The records below are to be reproduced word for word.

==== Material to process

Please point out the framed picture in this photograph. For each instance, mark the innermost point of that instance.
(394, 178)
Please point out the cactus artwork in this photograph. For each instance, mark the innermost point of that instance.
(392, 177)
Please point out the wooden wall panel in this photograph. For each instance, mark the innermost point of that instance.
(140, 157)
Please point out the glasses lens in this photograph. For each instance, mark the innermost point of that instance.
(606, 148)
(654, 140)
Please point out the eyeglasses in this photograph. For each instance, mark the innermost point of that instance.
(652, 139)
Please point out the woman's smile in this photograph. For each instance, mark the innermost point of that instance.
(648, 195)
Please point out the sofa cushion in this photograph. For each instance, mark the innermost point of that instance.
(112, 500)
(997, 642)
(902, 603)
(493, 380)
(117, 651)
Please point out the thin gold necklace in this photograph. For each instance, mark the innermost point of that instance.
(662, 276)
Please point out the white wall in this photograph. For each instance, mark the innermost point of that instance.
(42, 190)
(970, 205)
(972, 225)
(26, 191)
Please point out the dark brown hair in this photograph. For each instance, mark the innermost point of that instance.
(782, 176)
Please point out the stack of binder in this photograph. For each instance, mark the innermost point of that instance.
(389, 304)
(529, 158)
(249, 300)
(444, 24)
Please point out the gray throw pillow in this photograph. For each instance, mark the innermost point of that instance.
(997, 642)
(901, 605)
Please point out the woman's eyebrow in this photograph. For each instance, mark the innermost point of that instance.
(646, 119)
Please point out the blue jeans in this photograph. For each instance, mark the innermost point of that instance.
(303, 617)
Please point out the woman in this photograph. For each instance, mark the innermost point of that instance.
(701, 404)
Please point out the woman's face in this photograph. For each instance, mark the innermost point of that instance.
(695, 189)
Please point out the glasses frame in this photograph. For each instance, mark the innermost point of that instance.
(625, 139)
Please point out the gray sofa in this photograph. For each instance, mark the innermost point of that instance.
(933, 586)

========

■ **Solution below**:
Please point out the framed picture in this photograph. For each instance, mark the innermost point of that instance.
(394, 178)
Please point out the cactus artwork in this photograph. For each instance, mark the innermost point of that instance.
(392, 177)
Please point out the wooden wall panel in this photograph. For each instance, mark the innermost point of that instance.
(140, 157)
Please point out the glasses lens in this photograph. For each instance, mark the innermost point of that instance.
(606, 148)
(654, 140)
Please point out the eyeglasses in this photograph. For each instance, mark the innermost point of that instance.
(652, 139)
Please point out the woman's smile in this photograph. For each instance, mark the innermost point of that instance.
(648, 195)
Please point out the sofa cushion in this photograph. For each instance, mark the innermost point of that instance.
(112, 500)
(997, 642)
(902, 603)
(493, 380)
(117, 651)
Please point out the thin gold necklace in this photograph. For each instance, mark the innermost point of that instance.
(662, 276)
Please point out the white wall in this photograph. For each instance, mark the innermost point of that instance.
(42, 190)
(970, 205)
(972, 225)
(26, 191)
Please point out the dark brown hair in this photograph. For each instance, mark the innermost point of that instance.
(782, 176)
Please point out the stack of binder in this photograph. For each instance, mark the innermost point of that instance.
(389, 304)
(529, 158)
(249, 300)
(444, 24)
Please point out the gray throw pillow in this photograph. For each instance, mark the innermost point of that instance.
(997, 642)
(901, 605)
Please point out the woman's eyebrow in this photograph. For each instance, mark the innermost point of that instance.
(646, 119)
Please point out the blue jeans in this photograph. For each instance, mark the innermost point of that instance.
(303, 617)
Please point out the woman in this photograph. For each instance, mark the innermost point of that instance.
(701, 404)
Please point out the woman's face in this photograph. For each instance, mark the innermost point of that instance.
(695, 189)
Please point out the glasses frame in this photograph. For each instance, mark the innermost point of that instance.
(625, 139)
Please point out the gray sofa in this photograph. For each instance, mark the innermost point of that instance.
(933, 586)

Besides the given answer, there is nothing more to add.